----- EXTRACT PROVIDED -----

Resilience and Renewal

Feb. 6, 2020

Don’t get stuck in the past—pick yourself up and start fresh 

I’ve spent a lot of time lately thinking about two things. One is the concept of resilience, something most shop owners have too much experience with. The other is renewal, and that’s something I wish shop owners would consider more often.

Both are important constructs, albeit artificial and existential ones. Nevertheless, their role in helping us navigate life and living cannot be overstated. 

Renewal has to do with new beginnings and starting over. Resilience has to do with mental toughness and our ability to transcend adversity, overcoming the obstacles and challenges we are confronted with everyday in life and business. 

I have to believe I’m uniquely qualified to address both, having survived a lifetime striving to succeed in our industry and, most recently, Primary Myelofibrosis, a stem cell/bone marrow transplant, Graft versus Host Disease, a blood clot in my left leg and pulmonary embolisms in both lungs. 

All things considered, it has left me with a different and somewhat unique insight when it comes to resilience and renewal. Not to mention a fair amount of experience. 

Confronting your own mortality will do that to you.

----- DATA PROVIDED -----

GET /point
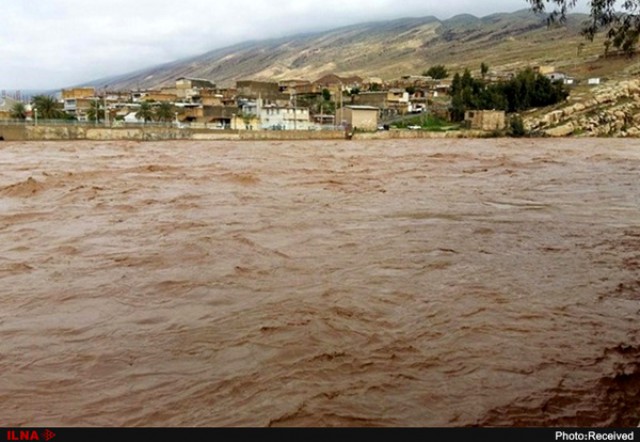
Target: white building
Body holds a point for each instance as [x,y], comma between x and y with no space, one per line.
[284,118]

-----

* TASKS
**a.** Rewrite the paragraph of the resilience and renewal article that begins "I have to believe I'm uniquely qualified" as a short list of what the writer says they have survived.
**b.** Extend the resilience and renewal article beyond its last line, "Confronting your own mortality will do that to you."

* SOLVED TASKS
**a.**
- A lifetime striving to succeed in the industry
- Primary Myelofibrosis
- A stem cell/bone marrow transplant
- Graft versus Host Disease
- A blood clot in the left leg
- Pulmonary embolisms in both lungs

**b.**
The idea of starting over is a central component of virtually all spiritual belief systems. The need to leave the past behind and try again is universal. What becomes problematic is finding the will and the opportunity to rise up out of the ashes of the past in order to take flight toward a new and better future. 

We search for reasons to try again when all we really need is the desire. But, too often, all we’re left with are all the reasons —and, excuses—we can’t. Or, won’t.

In order to succeed, all we really need is the will and opportunity to stop and take inventory. All we really need is to press the reset button and recalibrate. That, and the strength to take that first step.

The problem for most of us is that we fail to take advantage of the opportunity to regroup and try again. We get stuck in the past. We find ourselves mired in today, yesterday and the tyranny of what we’re used to and comfortable with and we end up sacrificing a better tomorrow for a less than adequate yesterday and today.

My cancer diagnosis and stem cell/bone marrow transplant that followed gave me an entirely different perspective on renewal. Each new day is filled with a second opportunity to experience a new and different first. It also brought home the critical importance of being able to bend with the storm rather than contend against it with a blinding clarity. And, isn’t bending without breaking what resilience is all about?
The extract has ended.